[Righe tratte da una raccolta]
↓

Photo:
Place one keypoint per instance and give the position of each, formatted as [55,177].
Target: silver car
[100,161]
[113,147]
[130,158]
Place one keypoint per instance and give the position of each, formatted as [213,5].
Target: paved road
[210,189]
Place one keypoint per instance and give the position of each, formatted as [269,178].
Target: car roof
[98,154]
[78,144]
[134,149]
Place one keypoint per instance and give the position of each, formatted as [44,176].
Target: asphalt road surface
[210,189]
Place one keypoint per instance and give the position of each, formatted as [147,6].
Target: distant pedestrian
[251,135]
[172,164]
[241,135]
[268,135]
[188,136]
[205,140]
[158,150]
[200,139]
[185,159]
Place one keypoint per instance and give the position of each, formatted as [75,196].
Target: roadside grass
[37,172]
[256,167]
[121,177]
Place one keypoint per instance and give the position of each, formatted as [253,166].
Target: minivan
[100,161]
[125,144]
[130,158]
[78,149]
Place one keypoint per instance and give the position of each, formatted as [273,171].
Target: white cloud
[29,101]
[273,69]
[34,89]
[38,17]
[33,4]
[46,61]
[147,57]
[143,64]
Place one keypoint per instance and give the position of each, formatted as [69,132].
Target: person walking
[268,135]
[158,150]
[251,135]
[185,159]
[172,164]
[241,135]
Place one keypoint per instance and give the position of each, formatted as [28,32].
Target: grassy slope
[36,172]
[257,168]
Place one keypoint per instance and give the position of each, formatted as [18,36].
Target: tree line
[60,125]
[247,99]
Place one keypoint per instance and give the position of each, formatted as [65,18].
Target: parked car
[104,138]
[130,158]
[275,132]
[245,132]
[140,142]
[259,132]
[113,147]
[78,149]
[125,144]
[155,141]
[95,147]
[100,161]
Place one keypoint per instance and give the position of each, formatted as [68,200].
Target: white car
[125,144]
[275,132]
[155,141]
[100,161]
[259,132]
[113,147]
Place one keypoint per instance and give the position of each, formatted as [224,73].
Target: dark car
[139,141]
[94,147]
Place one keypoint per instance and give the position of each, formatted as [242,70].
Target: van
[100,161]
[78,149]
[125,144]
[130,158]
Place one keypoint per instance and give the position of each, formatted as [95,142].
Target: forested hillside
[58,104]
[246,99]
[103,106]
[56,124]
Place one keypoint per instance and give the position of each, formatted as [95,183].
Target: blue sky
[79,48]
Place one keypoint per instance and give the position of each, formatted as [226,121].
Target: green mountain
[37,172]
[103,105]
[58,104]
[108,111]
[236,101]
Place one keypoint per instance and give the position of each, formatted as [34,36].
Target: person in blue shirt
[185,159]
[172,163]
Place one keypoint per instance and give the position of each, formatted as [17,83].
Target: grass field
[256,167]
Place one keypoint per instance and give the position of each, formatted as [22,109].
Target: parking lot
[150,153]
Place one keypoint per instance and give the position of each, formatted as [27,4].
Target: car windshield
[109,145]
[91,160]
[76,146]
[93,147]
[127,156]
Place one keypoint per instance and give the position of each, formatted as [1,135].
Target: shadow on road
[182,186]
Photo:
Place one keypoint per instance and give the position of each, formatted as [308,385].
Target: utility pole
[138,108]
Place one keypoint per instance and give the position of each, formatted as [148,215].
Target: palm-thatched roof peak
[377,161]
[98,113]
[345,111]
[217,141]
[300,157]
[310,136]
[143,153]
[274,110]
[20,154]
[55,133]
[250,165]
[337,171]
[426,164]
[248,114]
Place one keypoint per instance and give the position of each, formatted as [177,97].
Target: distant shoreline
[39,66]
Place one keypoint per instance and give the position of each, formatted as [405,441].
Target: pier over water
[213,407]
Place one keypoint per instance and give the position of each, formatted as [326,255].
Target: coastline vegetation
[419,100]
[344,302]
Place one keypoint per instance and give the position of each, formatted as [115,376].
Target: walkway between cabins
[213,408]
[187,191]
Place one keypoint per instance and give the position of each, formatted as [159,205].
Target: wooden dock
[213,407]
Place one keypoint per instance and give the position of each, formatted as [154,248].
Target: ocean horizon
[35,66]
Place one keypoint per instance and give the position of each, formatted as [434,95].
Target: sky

↑
↓

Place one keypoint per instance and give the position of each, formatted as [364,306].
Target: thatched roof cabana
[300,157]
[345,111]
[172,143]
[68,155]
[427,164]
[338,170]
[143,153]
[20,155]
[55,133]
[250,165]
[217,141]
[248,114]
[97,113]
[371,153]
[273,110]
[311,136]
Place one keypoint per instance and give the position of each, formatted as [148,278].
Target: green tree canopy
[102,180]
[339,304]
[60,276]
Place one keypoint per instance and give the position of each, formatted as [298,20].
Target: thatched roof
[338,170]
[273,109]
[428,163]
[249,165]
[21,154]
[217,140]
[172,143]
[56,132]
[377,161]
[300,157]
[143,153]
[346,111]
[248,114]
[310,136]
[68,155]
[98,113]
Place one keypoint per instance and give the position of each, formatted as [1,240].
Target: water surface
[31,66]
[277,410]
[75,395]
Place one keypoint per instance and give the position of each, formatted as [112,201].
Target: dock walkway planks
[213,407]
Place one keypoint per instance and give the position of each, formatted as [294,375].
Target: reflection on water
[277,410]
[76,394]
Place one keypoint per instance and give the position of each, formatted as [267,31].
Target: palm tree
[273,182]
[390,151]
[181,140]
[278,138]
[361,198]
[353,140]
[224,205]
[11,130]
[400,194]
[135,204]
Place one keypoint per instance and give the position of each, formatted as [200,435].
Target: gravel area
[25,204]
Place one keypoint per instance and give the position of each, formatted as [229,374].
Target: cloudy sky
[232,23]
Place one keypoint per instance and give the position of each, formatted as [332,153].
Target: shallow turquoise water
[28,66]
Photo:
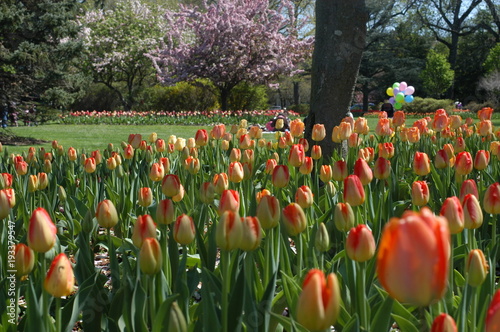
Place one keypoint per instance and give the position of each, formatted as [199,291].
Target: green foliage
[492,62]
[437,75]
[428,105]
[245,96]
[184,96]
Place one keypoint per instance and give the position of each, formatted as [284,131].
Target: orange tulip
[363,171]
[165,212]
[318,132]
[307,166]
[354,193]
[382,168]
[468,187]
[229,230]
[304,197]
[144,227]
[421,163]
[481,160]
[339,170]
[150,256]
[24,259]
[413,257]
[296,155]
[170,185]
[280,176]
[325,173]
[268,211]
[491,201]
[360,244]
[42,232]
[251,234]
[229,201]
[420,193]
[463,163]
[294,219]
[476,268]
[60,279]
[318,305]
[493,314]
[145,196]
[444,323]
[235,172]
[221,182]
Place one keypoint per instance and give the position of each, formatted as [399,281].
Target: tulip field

↑

▶ **Obiettivo**
Conta le righe in cui compare la parola "white" e scrivi soltanto il numero.

▶ **Soluzione**
2